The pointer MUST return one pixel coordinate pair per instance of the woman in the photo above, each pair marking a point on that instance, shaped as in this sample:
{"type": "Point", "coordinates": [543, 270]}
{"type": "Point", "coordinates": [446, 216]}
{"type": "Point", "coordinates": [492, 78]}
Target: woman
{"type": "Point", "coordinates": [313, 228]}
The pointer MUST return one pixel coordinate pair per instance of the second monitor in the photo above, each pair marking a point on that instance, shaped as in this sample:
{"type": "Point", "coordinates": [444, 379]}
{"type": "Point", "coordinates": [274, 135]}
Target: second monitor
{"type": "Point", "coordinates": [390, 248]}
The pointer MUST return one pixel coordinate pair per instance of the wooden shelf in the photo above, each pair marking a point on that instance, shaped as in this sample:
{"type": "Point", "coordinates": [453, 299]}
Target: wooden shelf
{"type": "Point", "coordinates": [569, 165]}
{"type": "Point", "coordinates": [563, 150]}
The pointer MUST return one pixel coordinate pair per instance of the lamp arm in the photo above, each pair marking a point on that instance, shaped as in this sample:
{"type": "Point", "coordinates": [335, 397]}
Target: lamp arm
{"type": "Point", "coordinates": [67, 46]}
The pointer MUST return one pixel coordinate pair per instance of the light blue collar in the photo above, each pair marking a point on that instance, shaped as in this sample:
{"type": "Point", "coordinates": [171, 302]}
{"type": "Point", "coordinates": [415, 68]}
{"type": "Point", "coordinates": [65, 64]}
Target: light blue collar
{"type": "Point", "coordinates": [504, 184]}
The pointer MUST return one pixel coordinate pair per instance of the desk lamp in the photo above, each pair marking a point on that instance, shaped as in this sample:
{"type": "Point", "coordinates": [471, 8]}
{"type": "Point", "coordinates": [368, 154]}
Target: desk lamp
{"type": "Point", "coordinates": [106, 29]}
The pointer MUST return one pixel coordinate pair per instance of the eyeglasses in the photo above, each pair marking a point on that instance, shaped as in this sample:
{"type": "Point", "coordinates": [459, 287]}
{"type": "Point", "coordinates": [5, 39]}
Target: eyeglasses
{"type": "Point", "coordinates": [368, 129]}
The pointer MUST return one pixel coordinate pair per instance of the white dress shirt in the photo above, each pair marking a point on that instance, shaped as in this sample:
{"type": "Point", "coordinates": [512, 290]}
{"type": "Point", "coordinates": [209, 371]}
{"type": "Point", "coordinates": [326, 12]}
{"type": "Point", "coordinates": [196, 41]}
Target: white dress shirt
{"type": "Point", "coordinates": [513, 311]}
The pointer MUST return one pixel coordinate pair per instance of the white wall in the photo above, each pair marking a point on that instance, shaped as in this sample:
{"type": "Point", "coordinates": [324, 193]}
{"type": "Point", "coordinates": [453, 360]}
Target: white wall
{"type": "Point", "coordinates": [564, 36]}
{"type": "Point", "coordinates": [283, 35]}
******
> _Task directions_: Set down the listing again, exactly.

> _Solution below_:
The pointer MUST return one pixel coordinate pair per instance of the woman in the photo above, each pair marking a point on that instance, shaped as in this sample:
{"type": "Point", "coordinates": [543, 270]}
{"type": "Point", "coordinates": [446, 216]}
{"type": "Point", "coordinates": [492, 78]}
Target: woman
{"type": "Point", "coordinates": [313, 228]}
The pointer MUST return one pixel coordinate pair per instance of the second monitor in the photo above, each pair marking a point on that instance, shaped as in this sample:
{"type": "Point", "coordinates": [444, 379]}
{"type": "Point", "coordinates": [274, 135]}
Target: second monitor
{"type": "Point", "coordinates": [390, 248]}
The pointer MUST return one pixel coordinate pair per instance of the wooden shelf in the photo above, each pair marking a point on that instance, shaped as in this sample:
{"type": "Point", "coordinates": [453, 299]}
Target: wooden shelf
{"type": "Point", "coordinates": [569, 165]}
{"type": "Point", "coordinates": [563, 150]}
The pointer MUST return one pixel coordinate pair per instance of the lamp arm in the photo above, each pair marking a point on that instance, shaped as in this sample:
{"type": "Point", "coordinates": [335, 397]}
Target: lamp arm
{"type": "Point", "coordinates": [67, 46]}
The pointer MUST return one pixel coordinate pair per instance of the light blue collar in the photo above, each pair marking a point on that instance, shaped as in this sample:
{"type": "Point", "coordinates": [171, 302]}
{"type": "Point", "coordinates": [415, 68]}
{"type": "Point", "coordinates": [65, 64]}
Target: light blue collar
{"type": "Point", "coordinates": [504, 184]}
The pointer MUST return one pixel coordinate pair per instance of the desk lamp in the photo above, each pair marking a point on that instance, shaped as in this sample:
{"type": "Point", "coordinates": [471, 8]}
{"type": "Point", "coordinates": [368, 154]}
Target: desk lamp
{"type": "Point", "coordinates": [106, 29]}
The pointer MUST return one pixel coordinate pair per instance of the eyeglasses in the photo above, each pair marking a point on that instance, shaped as in this sample:
{"type": "Point", "coordinates": [459, 287]}
{"type": "Point", "coordinates": [5, 39]}
Target: eyeglasses
{"type": "Point", "coordinates": [368, 129]}
The pointer MUST return one pixel coordinate pair per instance of the white dress shirt in the photo above, each pair marking a point on that instance, shaped as in this sample:
{"type": "Point", "coordinates": [512, 290]}
{"type": "Point", "coordinates": [209, 371]}
{"type": "Point", "coordinates": [326, 12]}
{"type": "Point", "coordinates": [196, 41]}
Target: white dress shirt
{"type": "Point", "coordinates": [513, 311]}
The pointer MUST return one pixel coordinate pair per instance of the white wall in the photo above, each pair marking a point on that instance, shaped as in this sample:
{"type": "Point", "coordinates": [324, 193]}
{"type": "Point", "coordinates": [453, 360]}
Target: white wall
{"type": "Point", "coordinates": [564, 36]}
{"type": "Point", "coordinates": [283, 35]}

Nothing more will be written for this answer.